- DOCUMENT EXCERPT:
________________

An epsilon value (1e-10) is utilized to prevent division by zero in the computation.

See also

The Silhouette coefficient [-1, 1] can be computed by sklearn.metrics.silhouette_score().
The Calinski Harabasz score [0, ∞] can be obtained using sklearn.metrics.calinski_harabasz_score().
Clustering evaluation can be performed using AAclust.eval().

Examples

The Bayesian Information Criterion (BIC) [-∞, ∞] for a given set of clusters in the dataset X can be computed using the comp_bic_score() function. As introduced in [Breimann24a], the BIC was adjusted so that higher values indicate better clustering results:

import numpy as np
import seaborn as sns
import matplotlib.pyplot as plt
import pandas as pd
import aaanalysis as aa

# Generate random 2D data for two distinct groups
group_blue = np.random.normal(loc=[-1, -1], scale=[0.5, 0.5], size=(1000, 2))
group_red = np.random.normal(loc=[1, 1], scale=[0.5, 0.5], size=(1000, 2))

# Combine data into a single dataset and create labels
X = np.vstack([group_blue, group_red])
labels = np.array([0]*1000 + [1]*1000)

________________

[Coordinate annotation entries]
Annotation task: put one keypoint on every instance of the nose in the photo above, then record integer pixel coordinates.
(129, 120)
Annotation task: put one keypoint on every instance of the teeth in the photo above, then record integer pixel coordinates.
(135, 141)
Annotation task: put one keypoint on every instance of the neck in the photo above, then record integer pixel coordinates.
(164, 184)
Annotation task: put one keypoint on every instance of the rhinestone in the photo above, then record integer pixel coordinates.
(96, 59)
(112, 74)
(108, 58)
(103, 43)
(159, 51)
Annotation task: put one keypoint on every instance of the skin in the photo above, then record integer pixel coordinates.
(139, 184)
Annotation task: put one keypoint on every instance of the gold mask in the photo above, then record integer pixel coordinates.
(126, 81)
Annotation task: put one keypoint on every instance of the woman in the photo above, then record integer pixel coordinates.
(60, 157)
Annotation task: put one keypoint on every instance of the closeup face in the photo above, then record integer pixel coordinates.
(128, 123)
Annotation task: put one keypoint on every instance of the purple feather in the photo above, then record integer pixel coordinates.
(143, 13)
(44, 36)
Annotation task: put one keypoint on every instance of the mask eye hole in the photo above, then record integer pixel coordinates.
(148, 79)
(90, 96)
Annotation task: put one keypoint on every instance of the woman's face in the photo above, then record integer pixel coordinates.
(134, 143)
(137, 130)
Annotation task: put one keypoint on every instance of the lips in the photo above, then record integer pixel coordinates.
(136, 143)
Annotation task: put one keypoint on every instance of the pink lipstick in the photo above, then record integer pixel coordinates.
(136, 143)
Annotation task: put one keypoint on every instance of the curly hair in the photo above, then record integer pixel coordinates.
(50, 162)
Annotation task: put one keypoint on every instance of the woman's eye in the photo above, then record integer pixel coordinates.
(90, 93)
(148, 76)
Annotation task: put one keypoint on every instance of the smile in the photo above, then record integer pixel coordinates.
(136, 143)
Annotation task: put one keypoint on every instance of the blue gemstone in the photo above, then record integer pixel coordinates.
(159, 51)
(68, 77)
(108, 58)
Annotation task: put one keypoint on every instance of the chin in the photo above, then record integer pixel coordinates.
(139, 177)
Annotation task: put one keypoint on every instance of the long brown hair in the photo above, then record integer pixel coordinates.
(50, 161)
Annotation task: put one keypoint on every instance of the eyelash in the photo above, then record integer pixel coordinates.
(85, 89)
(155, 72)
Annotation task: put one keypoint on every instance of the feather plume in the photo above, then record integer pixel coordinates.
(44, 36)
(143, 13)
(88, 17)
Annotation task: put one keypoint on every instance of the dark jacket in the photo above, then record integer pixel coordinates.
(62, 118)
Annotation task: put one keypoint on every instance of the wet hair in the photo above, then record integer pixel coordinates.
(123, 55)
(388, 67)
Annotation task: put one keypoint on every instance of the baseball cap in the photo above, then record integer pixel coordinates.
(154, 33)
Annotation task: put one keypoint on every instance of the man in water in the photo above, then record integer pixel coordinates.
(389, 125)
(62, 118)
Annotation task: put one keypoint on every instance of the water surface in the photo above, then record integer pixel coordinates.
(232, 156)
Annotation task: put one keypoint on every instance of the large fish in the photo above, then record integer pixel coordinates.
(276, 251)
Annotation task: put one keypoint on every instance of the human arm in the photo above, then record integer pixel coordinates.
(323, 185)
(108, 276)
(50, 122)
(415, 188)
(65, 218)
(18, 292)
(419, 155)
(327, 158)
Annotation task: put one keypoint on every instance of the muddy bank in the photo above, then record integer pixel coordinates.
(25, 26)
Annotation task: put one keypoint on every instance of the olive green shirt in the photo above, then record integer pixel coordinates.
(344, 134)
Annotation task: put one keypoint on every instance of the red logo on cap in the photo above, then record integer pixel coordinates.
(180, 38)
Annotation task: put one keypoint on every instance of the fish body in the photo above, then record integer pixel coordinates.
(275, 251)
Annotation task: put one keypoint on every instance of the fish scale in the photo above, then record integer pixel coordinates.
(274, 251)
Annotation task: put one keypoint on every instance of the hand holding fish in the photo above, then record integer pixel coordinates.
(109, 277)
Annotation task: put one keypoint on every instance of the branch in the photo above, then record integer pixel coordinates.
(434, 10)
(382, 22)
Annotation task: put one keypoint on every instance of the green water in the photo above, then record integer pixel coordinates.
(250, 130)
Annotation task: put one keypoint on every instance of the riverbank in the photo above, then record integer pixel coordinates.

________________

- YOUR OBJECTIVE: In the BIC scoring excerpt, how was the BIC adjusted? The records have no role here.

- ANSWER BELOW: It was adjusted so that higher values indicate better clustering results.